— Job —
Exactly repeat the line that contains "The resolver MUST return, for each instance of the gravel", then every line after it up to and including the final line.

— Data supplied —

•••

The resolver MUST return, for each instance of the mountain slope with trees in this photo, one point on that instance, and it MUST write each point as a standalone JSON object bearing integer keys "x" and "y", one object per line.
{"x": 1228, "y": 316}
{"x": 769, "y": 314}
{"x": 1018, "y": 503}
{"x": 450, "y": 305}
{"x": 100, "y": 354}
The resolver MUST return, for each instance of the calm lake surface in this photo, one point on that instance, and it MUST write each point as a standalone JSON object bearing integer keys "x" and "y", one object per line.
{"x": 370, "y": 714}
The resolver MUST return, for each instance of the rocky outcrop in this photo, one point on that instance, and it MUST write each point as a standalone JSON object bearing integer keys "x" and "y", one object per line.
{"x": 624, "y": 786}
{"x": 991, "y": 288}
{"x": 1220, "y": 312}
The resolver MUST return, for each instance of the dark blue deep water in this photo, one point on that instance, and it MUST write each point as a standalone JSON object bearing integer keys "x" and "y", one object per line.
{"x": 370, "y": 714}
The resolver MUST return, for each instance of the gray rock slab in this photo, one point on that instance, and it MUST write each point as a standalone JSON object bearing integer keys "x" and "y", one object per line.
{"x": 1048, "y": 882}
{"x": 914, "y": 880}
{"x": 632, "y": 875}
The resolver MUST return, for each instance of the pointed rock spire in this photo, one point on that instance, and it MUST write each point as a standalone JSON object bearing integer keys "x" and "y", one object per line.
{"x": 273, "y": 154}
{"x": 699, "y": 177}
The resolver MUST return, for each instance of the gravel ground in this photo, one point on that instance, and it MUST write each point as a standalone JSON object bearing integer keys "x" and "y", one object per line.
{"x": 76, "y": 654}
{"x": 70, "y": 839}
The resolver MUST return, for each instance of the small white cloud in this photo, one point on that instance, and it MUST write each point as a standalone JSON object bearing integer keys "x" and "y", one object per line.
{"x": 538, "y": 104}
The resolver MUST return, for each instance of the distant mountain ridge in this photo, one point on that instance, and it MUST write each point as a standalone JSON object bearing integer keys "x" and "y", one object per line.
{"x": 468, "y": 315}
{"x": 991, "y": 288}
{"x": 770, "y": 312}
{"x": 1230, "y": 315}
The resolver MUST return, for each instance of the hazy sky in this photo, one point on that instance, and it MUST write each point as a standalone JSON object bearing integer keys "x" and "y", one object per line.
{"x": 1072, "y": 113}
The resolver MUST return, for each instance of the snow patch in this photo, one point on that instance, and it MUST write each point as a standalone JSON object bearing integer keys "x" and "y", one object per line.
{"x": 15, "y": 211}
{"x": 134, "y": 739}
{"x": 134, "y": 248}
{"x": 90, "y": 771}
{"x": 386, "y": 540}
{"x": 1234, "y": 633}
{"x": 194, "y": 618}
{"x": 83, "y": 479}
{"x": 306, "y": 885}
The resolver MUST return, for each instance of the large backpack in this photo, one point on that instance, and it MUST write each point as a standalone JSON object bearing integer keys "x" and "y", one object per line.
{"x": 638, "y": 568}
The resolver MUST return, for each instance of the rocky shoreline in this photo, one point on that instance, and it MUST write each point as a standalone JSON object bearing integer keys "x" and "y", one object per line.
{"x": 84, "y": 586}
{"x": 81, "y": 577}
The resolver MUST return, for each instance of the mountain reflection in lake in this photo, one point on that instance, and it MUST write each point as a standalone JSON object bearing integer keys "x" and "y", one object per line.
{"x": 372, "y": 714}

•••

— Solution —
The resolver MUST return, for each instance of the gravel ground in this photo, one point on that instance, and it MUST write each point as a standalone JSON object bearing integer keys "x" and "y", one object per line.
{"x": 76, "y": 654}
{"x": 70, "y": 839}
The resolver MUST return, for each instance of the small white cloud in this photo, one point on that instance, and it MUST write each point as a standalone JSON object bearing integer keys "x" and "y", one object per line.
{"x": 538, "y": 104}
The resolver MUST return, for each instance of the distant mountain ridge in this photo, one point on that instance, and it MUST write each point as a standalone JSON object bearing integer keys "x" and "y", one object per line.
{"x": 468, "y": 315}
{"x": 991, "y": 288}
{"x": 770, "y": 312}
{"x": 1230, "y": 315}
The resolver MUST return, for each instance of the hazy sky in this photo, one point on that instance, and it MUST write each point as a standalone JSON object bearing integer keys "x" and "y", one object per line.
{"x": 1072, "y": 113}
The resolver MUST return, for each instance of the snow patch in this photo, one point on that instance, and it MUST write each point as a standalone JSON object bearing integer keys "x" and "y", one object per line.
{"x": 15, "y": 211}
{"x": 134, "y": 739}
{"x": 134, "y": 248}
{"x": 90, "y": 771}
{"x": 386, "y": 540}
{"x": 1234, "y": 633}
{"x": 194, "y": 618}
{"x": 83, "y": 479}
{"x": 306, "y": 885}
The resolver MUST return, for each instance of the large backpack in this photo, one point on that instance, and it MUST write each point as a standalone JSON object bearing integer keys "x" and "y", one object per line.
{"x": 638, "y": 568}
The resolver MUST return, for each instance of the rocky shoreline in this photo, one point on that instance, and it MUST write each point as a standalone JSON object bearing integer keys "x" and "y", one object per line.
{"x": 84, "y": 586}
{"x": 81, "y": 577}
The resolver MUST return, for each instance of the mountain reflection in lake in this photo, one point on that instance, and it MUST write each point as a standalone JSON object bearing integer keys "x" and "y", one object per line.
{"x": 372, "y": 714}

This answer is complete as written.